▸ Challenge
Reproduce the data below word for word, starting at its first line and ending at the line containing "point(298, 283)", with both of those lines included.

[Records]
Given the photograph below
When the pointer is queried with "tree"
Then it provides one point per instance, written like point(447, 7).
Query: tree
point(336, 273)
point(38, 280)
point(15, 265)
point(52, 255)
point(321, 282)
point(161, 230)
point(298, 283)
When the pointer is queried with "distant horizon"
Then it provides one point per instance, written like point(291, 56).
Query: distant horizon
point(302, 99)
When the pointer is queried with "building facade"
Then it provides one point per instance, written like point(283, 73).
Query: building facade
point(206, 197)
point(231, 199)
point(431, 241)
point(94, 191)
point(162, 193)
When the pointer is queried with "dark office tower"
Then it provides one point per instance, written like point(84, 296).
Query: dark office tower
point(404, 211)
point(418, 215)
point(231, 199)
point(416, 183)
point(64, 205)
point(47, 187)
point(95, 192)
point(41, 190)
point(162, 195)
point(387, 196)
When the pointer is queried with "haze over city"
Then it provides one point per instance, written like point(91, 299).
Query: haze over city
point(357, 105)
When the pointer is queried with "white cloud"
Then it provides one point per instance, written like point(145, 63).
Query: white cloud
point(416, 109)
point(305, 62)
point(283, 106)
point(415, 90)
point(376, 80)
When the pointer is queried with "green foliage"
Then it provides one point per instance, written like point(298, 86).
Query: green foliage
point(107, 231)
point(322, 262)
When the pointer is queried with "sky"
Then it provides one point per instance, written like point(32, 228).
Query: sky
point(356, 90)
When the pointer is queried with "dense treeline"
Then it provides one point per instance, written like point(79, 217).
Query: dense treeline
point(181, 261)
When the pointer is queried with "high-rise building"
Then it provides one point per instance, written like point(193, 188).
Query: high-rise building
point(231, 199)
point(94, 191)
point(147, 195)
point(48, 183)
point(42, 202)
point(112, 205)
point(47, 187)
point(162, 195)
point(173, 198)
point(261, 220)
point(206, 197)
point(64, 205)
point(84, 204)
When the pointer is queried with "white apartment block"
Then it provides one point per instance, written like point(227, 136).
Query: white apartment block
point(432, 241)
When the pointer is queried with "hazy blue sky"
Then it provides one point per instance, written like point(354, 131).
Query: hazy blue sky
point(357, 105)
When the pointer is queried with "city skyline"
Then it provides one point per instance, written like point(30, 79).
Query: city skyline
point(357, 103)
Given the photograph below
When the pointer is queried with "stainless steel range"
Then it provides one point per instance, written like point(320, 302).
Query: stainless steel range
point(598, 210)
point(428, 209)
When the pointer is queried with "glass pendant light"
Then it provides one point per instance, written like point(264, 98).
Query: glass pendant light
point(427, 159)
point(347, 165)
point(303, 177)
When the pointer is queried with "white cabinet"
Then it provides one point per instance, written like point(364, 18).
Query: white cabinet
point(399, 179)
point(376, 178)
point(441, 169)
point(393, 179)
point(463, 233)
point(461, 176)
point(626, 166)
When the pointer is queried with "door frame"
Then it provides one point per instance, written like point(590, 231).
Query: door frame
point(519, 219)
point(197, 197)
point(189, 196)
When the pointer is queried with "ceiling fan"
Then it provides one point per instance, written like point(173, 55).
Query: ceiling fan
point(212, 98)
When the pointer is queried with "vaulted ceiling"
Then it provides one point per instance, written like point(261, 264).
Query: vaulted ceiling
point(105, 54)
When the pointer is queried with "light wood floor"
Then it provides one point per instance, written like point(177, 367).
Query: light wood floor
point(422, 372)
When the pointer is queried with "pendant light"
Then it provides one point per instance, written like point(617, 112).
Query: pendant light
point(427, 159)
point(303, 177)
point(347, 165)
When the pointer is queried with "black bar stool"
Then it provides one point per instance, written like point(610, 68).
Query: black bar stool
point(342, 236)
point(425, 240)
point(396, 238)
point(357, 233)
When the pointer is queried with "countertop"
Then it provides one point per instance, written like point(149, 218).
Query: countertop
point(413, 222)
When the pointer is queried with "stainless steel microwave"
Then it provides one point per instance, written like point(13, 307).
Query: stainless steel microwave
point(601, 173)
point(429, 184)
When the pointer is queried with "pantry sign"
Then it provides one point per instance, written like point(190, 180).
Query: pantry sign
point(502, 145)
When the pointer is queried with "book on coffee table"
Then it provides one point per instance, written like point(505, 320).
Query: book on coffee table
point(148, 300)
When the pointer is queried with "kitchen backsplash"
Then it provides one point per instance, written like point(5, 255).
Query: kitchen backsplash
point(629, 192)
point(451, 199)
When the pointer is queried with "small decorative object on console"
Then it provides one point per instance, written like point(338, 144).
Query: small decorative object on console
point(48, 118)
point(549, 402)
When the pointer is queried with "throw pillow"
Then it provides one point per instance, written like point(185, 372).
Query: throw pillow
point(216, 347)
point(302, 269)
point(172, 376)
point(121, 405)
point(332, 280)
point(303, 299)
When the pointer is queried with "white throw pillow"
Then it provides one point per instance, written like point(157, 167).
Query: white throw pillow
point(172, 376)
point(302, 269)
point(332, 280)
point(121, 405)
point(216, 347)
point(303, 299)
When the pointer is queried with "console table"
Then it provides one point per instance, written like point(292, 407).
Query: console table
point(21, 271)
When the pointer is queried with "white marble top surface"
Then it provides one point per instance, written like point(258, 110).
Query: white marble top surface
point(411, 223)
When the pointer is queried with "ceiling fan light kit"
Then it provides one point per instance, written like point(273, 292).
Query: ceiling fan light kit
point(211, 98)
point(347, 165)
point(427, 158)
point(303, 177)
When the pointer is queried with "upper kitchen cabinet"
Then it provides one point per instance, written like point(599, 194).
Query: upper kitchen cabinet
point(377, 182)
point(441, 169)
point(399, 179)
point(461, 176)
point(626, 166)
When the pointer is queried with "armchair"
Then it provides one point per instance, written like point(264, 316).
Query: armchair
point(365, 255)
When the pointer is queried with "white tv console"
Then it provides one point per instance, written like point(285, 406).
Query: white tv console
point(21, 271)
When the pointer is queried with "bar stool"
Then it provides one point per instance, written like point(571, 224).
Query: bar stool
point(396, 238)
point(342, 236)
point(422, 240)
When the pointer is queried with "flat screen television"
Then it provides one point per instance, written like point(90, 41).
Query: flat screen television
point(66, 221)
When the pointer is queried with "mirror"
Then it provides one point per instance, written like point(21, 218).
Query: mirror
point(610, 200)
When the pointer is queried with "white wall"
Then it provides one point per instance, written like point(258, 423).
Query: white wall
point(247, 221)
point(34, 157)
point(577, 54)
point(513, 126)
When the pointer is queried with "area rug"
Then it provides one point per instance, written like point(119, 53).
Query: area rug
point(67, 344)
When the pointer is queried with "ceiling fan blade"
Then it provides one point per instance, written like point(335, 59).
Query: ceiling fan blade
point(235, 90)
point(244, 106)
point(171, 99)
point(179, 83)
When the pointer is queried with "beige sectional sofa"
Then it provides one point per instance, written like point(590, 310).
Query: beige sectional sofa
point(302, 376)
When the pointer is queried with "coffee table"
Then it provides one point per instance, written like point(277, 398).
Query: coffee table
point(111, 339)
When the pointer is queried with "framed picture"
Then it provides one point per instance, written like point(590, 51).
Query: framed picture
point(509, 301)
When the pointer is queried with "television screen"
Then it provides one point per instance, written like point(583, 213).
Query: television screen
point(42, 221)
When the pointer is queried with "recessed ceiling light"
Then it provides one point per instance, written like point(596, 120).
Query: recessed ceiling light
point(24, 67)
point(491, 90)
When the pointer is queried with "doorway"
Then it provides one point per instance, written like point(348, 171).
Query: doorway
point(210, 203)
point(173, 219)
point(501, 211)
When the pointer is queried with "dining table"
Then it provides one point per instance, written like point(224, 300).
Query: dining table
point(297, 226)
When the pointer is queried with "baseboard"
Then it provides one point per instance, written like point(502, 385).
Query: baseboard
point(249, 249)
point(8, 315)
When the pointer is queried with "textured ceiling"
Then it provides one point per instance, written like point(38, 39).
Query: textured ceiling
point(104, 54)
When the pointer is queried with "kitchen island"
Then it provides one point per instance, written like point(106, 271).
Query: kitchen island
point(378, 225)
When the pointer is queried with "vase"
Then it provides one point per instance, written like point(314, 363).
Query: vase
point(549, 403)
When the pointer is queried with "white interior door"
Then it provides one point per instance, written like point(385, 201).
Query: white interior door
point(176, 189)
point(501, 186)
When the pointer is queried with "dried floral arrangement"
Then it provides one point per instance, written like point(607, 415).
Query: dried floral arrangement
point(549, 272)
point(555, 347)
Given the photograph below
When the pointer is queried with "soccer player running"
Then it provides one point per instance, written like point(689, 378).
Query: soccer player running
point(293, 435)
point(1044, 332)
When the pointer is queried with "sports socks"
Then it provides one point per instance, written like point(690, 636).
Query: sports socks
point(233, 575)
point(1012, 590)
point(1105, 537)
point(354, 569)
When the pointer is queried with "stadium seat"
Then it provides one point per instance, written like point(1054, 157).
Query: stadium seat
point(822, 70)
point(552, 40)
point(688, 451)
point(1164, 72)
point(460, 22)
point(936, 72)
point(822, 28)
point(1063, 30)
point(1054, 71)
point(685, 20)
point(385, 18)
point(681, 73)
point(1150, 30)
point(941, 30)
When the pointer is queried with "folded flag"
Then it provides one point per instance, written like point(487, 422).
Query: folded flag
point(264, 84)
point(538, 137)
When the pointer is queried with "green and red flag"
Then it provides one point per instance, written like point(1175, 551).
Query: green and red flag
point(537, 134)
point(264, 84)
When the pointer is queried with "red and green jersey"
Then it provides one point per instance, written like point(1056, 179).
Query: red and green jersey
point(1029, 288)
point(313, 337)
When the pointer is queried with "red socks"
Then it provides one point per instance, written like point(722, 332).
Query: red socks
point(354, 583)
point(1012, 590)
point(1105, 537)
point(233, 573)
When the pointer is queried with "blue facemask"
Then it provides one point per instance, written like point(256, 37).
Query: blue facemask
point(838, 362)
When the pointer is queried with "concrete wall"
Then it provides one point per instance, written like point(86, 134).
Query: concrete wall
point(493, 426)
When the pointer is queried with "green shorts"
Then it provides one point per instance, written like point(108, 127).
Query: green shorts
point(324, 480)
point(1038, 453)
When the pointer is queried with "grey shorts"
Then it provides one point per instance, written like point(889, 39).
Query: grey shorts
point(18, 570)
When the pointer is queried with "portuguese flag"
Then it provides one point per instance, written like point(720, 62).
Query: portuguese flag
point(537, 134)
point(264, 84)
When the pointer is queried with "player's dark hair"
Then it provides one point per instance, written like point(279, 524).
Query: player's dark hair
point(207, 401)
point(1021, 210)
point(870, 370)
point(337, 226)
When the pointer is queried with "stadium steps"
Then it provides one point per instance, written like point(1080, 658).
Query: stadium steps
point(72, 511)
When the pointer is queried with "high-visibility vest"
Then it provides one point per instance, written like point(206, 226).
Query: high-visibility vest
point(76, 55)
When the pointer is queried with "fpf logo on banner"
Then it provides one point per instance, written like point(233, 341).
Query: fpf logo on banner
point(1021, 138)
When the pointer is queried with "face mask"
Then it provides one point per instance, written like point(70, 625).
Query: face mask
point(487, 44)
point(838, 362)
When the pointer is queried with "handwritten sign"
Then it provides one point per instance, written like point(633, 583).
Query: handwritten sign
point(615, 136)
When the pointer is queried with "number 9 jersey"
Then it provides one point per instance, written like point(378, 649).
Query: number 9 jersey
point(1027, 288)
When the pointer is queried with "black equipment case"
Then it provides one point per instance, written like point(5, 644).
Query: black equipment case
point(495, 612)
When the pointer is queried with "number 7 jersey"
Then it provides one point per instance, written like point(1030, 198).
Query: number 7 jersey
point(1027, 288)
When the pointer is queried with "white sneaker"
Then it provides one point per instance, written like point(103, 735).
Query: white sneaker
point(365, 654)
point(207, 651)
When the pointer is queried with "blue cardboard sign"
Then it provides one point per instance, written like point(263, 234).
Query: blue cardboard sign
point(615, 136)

▸ Correct response
Given the photograph below
When the pointer is queried with "tree"
Then it provides one point per instance, written like point(447, 7).
Query: tree
point(336, 273)
point(38, 280)
point(15, 265)
point(52, 255)
point(321, 282)
point(161, 230)
point(298, 283)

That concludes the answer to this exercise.